- _What to work on_:
Scale the part of the records that opens with the line containing "Class, locate every instance of the car taillight" and closes with the line containing "(1120, 739)", both included. Repeat every line in that part, requests too, but multiply each point coordinate in the answers by 0.3 and round to whole numbers, with halves rounding up.
*** Working data ***
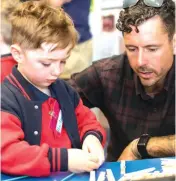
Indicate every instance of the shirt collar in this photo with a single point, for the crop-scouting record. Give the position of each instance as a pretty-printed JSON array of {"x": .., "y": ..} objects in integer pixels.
[{"x": 34, "y": 93}]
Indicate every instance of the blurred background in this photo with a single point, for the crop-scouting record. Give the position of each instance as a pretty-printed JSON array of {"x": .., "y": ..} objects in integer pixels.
[{"x": 107, "y": 40}]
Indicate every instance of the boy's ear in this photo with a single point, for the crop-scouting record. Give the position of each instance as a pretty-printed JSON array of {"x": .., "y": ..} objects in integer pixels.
[{"x": 17, "y": 53}]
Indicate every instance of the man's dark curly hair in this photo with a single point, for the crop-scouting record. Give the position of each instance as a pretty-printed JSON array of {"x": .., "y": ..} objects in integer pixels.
[{"x": 140, "y": 12}]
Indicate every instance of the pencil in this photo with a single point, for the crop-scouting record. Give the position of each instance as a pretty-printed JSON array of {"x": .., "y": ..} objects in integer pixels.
[
  {"x": 69, "y": 176},
  {"x": 16, "y": 178}
]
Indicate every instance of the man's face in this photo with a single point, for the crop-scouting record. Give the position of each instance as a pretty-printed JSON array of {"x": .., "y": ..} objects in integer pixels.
[
  {"x": 150, "y": 51},
  {"x": 43, "y": 66}
]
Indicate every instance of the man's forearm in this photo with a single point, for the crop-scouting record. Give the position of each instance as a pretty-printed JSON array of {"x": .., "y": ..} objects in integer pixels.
[{"x": 163, "y": 146}]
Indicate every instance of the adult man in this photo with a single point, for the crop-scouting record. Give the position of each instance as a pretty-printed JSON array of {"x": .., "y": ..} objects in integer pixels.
[{"x": 136, "y": 90}]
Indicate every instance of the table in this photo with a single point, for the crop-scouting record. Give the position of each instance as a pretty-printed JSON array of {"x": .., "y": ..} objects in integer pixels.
[{"x": 131, "y": 166}]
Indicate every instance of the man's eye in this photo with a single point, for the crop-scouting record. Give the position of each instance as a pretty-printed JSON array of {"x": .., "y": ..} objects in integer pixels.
[
  {"x": 131, "y": 49},
  {"x": 63, "y": 62},
  {"x": 46, "y": 64},
  {"x": 152, "y": 49}
]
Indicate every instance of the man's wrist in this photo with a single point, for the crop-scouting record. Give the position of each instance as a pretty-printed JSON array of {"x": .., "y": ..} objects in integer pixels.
[{"x": 134, "y": 148}]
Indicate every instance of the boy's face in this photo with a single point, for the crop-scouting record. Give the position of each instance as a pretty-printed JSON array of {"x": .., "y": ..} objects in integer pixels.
[{"x": 43, "y": 66}]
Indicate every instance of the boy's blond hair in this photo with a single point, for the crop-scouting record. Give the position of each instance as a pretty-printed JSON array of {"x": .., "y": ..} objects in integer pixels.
[{"x": 35, "y": 22}]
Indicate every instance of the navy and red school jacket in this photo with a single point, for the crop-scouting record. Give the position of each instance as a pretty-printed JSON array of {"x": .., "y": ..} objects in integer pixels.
[{"x": 30, "y": 143}]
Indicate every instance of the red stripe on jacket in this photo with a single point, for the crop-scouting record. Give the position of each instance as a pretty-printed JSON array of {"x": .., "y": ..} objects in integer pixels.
[{"x": 18, "y": 157}]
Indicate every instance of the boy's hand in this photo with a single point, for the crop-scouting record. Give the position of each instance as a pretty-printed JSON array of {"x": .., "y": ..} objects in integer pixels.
[
  {"x": 81, "y": 161},
  {"x": 92, "y": 145}
]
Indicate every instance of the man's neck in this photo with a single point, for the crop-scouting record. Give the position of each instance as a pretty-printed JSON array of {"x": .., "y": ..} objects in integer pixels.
[{"x": 156, "y": 88}]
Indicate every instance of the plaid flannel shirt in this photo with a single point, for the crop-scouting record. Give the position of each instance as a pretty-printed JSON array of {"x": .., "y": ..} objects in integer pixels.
[{"x": 111, "y": 85}]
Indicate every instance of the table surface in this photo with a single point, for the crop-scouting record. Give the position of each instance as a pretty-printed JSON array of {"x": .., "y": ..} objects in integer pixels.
[{"x": 131, "y": 166}]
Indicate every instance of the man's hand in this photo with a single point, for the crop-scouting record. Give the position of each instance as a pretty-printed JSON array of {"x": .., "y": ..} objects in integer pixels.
[
  {"x": 93, "y": 146},
  {"x": 81, "y": 161},
  {"x": 130, "y": 152},
  {"x": 59, "y": 3}
]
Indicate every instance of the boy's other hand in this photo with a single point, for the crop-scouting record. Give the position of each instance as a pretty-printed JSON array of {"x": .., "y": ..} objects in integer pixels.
[
  {"x": 92, "y": 145},
  {"x": 81, "y": 161}
]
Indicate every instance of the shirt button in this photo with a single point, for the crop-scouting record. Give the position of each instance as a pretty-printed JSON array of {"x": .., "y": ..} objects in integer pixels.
[
  {"x": 154, "y": 110},
  {"x": 35, "y": 132},
  {"x": 36, "y": 107}
]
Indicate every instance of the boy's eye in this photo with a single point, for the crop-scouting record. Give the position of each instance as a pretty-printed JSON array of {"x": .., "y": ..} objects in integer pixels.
[{"x": 46, "y": 64}]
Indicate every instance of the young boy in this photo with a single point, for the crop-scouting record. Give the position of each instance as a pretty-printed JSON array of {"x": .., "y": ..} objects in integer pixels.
[{"x": 45, "y": 126}]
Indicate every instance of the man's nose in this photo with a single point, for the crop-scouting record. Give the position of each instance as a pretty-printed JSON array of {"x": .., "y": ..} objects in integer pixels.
[{"x": 141, "y": 59}]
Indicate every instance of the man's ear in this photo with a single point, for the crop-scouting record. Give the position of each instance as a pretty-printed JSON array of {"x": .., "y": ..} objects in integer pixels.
[
  {"x": 174, "y": 44},
  {"x": 17, "y": 53}
]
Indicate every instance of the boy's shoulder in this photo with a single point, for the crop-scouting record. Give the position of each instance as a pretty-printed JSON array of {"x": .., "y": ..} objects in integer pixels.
[{"x": 67, "y": 89}]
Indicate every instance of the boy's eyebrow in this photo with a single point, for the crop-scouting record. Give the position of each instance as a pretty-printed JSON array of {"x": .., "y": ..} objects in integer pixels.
[{"x": 52, "y": 59}]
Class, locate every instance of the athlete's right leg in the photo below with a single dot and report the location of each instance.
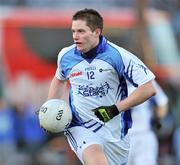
(94, 155)
(87, 146)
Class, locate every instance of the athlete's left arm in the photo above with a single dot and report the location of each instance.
(141, 94)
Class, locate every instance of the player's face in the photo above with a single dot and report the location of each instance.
(84, 38)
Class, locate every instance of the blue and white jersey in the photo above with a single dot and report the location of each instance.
(101, 81)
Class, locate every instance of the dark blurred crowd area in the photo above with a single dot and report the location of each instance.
(23, 142)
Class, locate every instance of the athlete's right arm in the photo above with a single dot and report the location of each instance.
(57, 88)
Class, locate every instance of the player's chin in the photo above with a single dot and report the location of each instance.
(80, 48)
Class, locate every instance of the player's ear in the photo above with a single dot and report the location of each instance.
(97, 32)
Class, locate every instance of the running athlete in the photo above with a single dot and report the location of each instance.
(144, 143)
(97, 71)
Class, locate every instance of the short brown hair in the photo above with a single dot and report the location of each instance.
(93, 19)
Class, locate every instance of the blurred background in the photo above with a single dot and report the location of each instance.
(32, 32)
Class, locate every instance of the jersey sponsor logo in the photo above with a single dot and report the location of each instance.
(90, 68)
(89, 90)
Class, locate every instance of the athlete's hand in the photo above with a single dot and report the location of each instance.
(106, 113)
(37, 113)
(156, 123)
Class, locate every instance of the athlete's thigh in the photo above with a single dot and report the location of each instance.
(146, 150)
(116, 153)
(81, 138)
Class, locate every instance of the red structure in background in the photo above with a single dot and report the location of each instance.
(20, 58)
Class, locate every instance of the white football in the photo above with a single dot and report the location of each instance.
(55, 115)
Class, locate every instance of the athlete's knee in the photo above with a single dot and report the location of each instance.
(94, 155)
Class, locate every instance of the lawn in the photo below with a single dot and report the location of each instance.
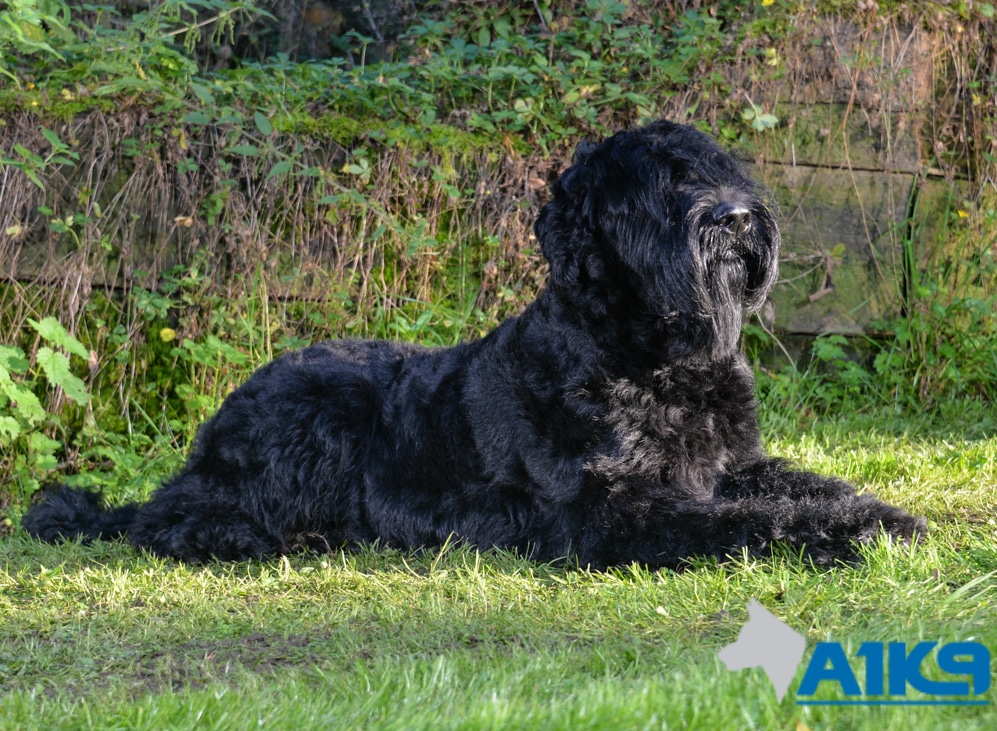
(99, 637)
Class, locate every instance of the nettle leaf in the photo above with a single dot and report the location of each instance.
(42, 444)
(12, 359)
(262, 124)
(56, 368)
(24, 404)
(54, 364)
(9, 428)
(52, 330)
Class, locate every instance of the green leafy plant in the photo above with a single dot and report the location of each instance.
(27, 425)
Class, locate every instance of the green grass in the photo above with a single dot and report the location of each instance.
(99, 637)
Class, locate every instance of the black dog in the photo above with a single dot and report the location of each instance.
(612, 422)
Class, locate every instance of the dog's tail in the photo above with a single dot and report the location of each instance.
(67, 513)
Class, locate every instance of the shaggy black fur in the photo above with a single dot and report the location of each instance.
(612, 422)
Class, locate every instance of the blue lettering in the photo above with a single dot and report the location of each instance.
(905, 668)
(873, 654)
(839, 672)
(976, 665)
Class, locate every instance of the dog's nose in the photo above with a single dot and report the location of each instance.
(735, 217)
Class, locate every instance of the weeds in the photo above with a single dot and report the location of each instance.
(229, 214)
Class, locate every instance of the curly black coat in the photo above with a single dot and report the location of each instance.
(612, 422)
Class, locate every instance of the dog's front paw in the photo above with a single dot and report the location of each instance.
(901, 526)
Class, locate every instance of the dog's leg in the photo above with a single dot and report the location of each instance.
(185, 522)
(821, 516)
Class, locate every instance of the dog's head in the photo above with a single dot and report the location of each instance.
(660, 226)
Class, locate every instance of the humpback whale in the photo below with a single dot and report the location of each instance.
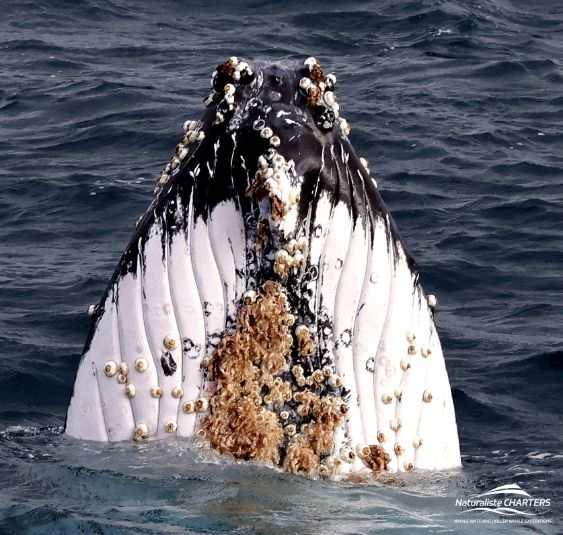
(266, 304)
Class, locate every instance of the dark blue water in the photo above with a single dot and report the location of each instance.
(457, 105)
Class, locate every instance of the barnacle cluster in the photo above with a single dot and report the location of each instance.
(193, 134)
(240, 421)
(318, 89)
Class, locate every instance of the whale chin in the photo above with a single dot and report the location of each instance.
(266, 305)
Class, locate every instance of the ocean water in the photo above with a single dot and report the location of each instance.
(458, 106)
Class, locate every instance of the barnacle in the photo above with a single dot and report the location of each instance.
(375, 457)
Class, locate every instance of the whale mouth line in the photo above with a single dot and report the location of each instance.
(266, 304)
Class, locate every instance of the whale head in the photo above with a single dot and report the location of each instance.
(266, 303)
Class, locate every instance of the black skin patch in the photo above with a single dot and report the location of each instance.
(168, 364)
(222, 167)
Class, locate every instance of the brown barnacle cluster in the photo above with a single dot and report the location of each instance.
(316, 439)
(240, 422)
(273, 179)
(375, 457)
(192, 134)
(292, 256)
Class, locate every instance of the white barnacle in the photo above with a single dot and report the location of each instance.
(310, 62)
(305, 83)
(347, 455)
(262, 162)
(169, 343)
(344, 127)
(122, 379)
(329, 98)
(266, 132)
(250, 297)
(301, 331)
(363, 451)
(426, 352)
(141, 365)
(298, 259)
(189, 125)
(335, 381)
(427, 396)
(110, 368)
(177, 392)
(302, 243)
(279, 161)
(170, 426)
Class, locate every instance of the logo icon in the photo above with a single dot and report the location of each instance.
(509, 500)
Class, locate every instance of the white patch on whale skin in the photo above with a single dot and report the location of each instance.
(369, 325)
(159, 325)
(135, 345)
(191, 324)
(356, 292)
(98, 395)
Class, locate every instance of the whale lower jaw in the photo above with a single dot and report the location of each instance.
(266, 304)
(183, 305)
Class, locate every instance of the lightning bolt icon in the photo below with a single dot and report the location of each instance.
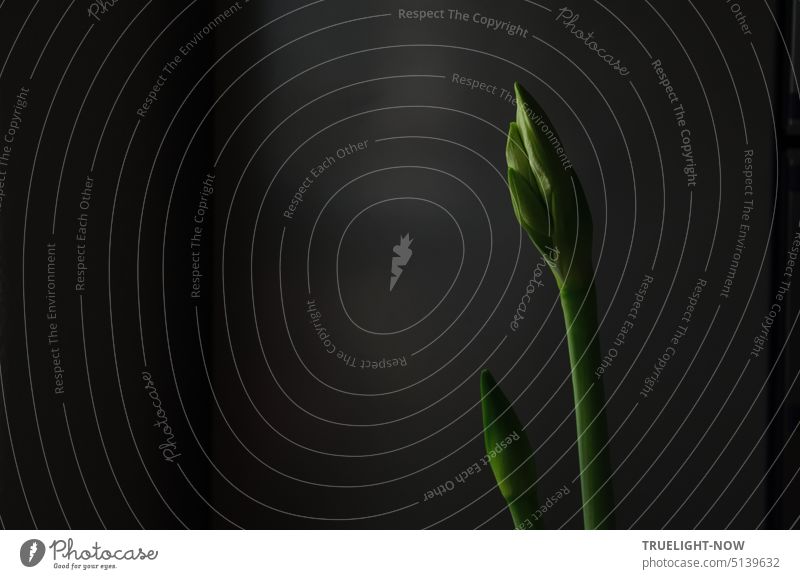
(402, 256)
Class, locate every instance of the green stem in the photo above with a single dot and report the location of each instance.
(523, 511)
(580, 315)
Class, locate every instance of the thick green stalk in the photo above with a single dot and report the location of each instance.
(580, 316)
(509, 454)
(550, 205)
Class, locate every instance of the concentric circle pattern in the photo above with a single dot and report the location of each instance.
(255, 256)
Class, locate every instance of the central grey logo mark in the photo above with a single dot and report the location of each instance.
(403, 255)
(32, 552)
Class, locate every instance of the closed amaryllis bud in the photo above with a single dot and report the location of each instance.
(509, 453)
(546, 194)
(551, 207)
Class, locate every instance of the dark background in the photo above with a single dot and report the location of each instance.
(273, 431)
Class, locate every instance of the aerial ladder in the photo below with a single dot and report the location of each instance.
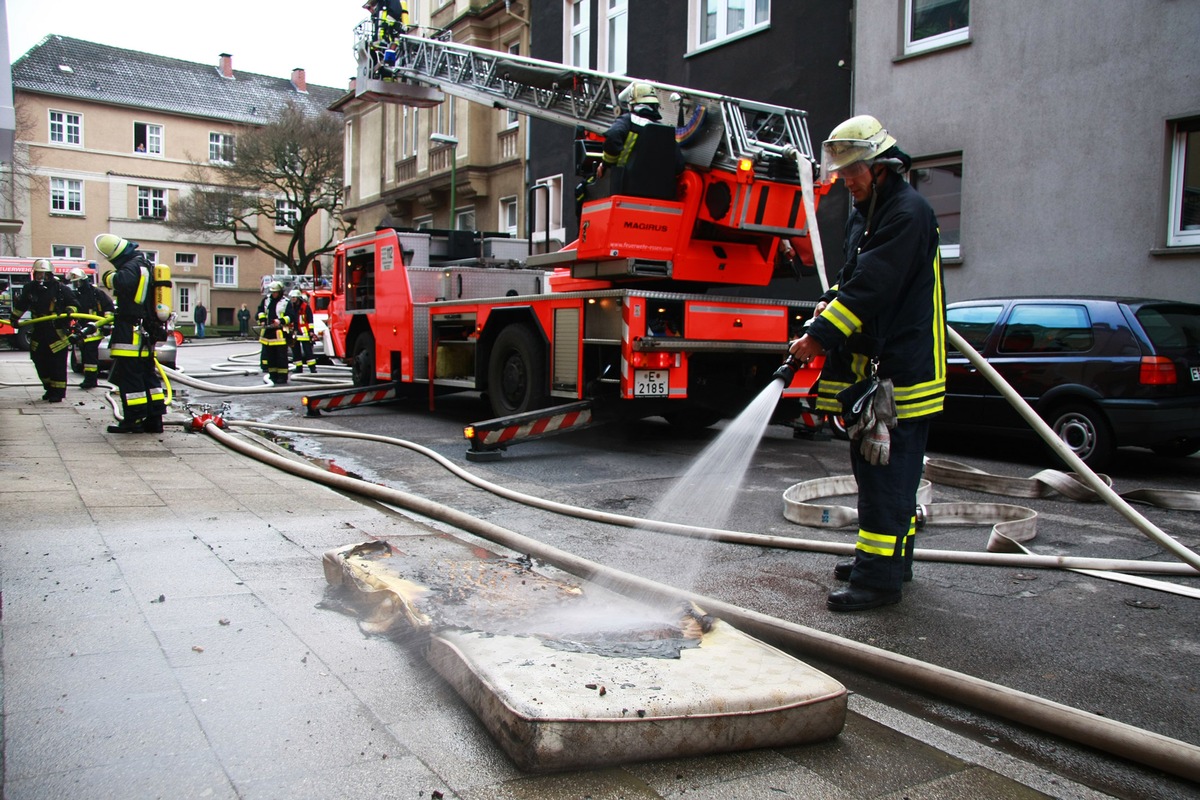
(753, 173)
(634, 320)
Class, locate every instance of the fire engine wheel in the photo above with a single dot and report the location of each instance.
(363, 361)
(516, 373)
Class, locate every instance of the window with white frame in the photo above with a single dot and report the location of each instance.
(66, 196)
(66, 251)
(508, 221)
(579, 32)
(151, 203)
(1185, 228)
(225, 270)
(930, 24)
(616, 49)
(715, 20)
(148, 138)
(66, 128)
(287, 214)
(465, 218)
(547, 211)
(408, 142)
(940, 181)
(221, 148)
(513, 118)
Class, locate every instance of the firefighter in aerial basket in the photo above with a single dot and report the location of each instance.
(88, 334)
(141, 320)
(45, 295)
(273, 322)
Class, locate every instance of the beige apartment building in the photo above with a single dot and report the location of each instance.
(111, 138)
(400, 160)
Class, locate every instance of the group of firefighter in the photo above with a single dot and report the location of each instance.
(285, 325)
(389, 22)
(77, 312)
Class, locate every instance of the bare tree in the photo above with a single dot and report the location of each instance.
(281, 175)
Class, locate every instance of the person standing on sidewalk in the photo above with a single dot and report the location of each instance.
(45, 295)
(136, 328)
(93, 300)
(244, 323)
(885, 318)
(201, 316)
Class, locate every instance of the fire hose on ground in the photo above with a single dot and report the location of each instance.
(1146, 747)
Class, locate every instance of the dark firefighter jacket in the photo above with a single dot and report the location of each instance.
(888, 300)
(42, 300)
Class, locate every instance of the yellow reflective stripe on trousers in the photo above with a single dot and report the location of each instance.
(877, 543)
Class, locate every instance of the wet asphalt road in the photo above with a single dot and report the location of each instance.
(1126, 653)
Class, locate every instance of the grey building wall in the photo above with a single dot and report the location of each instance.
(1060, 109)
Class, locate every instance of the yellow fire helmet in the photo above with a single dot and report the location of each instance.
(859, 138)
(111, 245)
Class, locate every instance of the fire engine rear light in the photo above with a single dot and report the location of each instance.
(641, 360)
(1157, 371)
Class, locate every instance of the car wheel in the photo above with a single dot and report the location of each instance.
(1177, 449)
(516, 372)
(363, 361)
(1085, 431)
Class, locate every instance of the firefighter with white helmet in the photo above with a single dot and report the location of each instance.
(882, 325)
(640, 143)
(93, 300)
(300, 313)
(45, 295)
(274, 322)
(136, 328)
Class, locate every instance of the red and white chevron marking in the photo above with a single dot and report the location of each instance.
(538, 427)
(351, 398)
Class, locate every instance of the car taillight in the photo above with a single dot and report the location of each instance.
(1157, 371)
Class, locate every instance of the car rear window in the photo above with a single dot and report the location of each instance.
(973, 323)
(1171, 328)
(1048, 329)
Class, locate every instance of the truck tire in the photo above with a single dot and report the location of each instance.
(516, 372)
(363, 361)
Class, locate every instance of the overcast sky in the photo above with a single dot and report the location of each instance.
(265, 36)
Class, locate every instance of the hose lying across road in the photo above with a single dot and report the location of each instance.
(1146, 747)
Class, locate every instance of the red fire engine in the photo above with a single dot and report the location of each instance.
(636, 318)
(13, 275)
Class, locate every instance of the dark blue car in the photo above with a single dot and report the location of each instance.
(1103, 372)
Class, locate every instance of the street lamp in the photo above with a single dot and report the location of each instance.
(445, 138)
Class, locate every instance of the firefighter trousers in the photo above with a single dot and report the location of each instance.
(887, 505)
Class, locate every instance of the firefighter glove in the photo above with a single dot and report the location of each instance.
(876, 438)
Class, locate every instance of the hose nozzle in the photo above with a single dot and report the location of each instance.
(787, 370)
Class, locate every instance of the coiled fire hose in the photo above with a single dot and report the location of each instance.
(1120, 739)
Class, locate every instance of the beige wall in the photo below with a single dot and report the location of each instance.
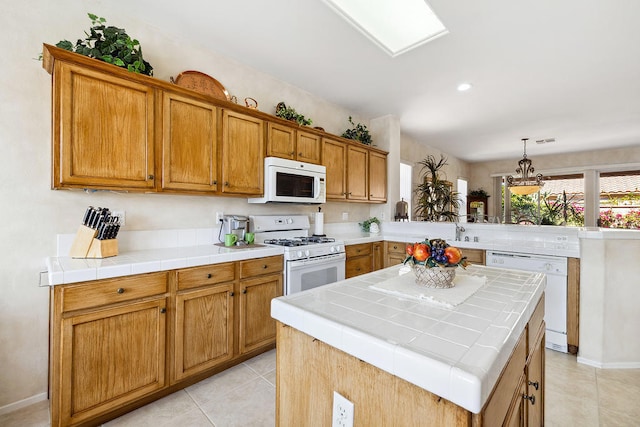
(32, 214)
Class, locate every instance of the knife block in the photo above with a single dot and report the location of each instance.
(85, 245)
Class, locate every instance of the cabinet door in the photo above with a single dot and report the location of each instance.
(357, 173)
(334, 158)
(281, 141)
(203, 329)
(308, 147)
(111, 357)
(242, 154)
(377, 177)
(103, 130)
(189, 157)
(535, 386)
(257, 327)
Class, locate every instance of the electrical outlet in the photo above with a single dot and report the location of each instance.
(121, 217)
(342, 411)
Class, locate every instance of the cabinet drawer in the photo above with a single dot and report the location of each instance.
(474, 256)
(396, 248)
(535, 323)
(498, 405)
(208, 275)
(358, 250)
(110, 291)
(258, 267)
(358, 266)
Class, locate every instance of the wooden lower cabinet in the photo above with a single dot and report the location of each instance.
(312, 370)
(117, 344)
(395, 253)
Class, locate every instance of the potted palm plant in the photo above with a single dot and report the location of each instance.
(436, 200)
***
- _Answer below_:
Class, locate every instance of the car taillight in the photo above with a single dot and report the location of each instance.
(347, 111)
Class, locate every instance of the car rear window in the photo above with a single dot and report the location of each instance.
(292, 97)
(351, 98)
(314, 99)
Class, locate every instance of the truck tire in the photo above with a single dot and report the location of each instance.
(155, 112)
(109, 108)
Class, locate every instance of the overcast sky in the photo above with a single dot and report the location of each instance.
(80, 11)
Class, locate every instance of the hose lying across road in the photo above with a single dot and report the location of each instance.
(344, 224)
Class, locate every instance of the red fire engine in the photo above with a single dot and report the location of each instance.
(191, 95)
(4, 83)
Class, locate every instance of the dark blue car in the photo above with a single dot and report the location of each instance.
(331, 112)
Class, locate every instance of the street lamp in the photo above with a single dot and report the location of each instance.
(134, 41)
Class, locate every instance of the firefighter trousers in the photo above with a single dot and report the location of each instance.
(266, 152)
Class, locate every instance of the firefighter glove in the photo above with a single dot and report the location of each instance.
(263, 131)
Class, locate every instance of the hose nozzle in the photo above with a single dot and report the location of each instance.
(236, 111)
Class, locate every instance of the coiled fire hose in the photo above with a single dot and report the location of each instance.
(336, 222)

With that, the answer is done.